* [What is being asked] Check every line in the records below for the word "camouflage" and report how many have it, nothing more.

Dataset entries

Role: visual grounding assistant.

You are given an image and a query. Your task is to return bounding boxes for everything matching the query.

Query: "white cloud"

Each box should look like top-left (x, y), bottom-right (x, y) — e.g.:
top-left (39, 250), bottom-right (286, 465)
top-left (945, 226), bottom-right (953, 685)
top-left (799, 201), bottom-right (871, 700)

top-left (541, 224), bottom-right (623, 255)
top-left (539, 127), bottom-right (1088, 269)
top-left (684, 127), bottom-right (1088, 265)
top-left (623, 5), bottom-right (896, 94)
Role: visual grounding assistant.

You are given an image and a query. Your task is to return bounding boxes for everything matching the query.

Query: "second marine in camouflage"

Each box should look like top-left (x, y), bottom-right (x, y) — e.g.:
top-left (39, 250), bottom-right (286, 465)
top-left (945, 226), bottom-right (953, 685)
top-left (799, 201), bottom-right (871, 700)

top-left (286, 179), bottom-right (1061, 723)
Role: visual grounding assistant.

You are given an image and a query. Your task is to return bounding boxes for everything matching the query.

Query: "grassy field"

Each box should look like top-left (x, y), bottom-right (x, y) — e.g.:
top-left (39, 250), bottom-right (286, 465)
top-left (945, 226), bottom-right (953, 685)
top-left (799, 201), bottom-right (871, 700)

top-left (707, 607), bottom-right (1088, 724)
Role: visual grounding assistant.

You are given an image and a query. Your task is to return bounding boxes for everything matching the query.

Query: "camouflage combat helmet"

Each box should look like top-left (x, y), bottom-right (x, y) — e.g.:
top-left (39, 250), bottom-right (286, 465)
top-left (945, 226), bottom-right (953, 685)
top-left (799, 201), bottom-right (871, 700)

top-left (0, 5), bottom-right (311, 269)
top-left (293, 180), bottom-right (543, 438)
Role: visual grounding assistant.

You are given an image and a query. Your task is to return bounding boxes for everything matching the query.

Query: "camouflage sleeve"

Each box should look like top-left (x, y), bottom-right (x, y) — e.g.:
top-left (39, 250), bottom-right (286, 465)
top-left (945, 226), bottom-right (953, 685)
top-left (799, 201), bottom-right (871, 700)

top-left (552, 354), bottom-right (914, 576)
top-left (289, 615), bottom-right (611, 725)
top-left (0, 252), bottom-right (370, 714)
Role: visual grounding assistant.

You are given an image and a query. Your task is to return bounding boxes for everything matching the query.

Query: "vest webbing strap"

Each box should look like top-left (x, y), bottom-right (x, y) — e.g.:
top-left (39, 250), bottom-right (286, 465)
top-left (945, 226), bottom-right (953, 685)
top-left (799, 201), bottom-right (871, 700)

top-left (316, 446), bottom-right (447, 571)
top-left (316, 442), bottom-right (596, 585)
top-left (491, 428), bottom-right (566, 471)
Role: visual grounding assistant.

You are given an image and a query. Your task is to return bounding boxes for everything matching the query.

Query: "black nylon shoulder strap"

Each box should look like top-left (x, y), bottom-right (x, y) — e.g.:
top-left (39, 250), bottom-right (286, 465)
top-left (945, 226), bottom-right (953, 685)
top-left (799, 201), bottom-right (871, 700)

==

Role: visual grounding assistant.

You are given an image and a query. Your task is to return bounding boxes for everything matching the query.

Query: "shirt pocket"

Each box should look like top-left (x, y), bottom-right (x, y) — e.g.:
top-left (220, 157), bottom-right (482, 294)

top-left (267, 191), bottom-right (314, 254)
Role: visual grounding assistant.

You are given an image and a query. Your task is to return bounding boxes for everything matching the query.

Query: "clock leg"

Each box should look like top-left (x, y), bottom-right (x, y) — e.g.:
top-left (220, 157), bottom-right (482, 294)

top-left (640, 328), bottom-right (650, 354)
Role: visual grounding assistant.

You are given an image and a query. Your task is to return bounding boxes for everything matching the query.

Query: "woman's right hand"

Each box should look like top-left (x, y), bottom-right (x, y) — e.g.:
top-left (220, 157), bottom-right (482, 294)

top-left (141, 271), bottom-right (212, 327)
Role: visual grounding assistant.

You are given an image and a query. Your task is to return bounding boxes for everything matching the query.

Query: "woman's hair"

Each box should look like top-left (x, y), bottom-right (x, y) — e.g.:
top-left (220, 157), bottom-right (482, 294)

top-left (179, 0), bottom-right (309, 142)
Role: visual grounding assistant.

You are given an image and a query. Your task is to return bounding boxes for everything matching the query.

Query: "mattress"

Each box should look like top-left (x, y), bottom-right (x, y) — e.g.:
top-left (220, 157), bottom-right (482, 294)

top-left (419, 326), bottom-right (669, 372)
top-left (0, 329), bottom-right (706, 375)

* [Answer area] 3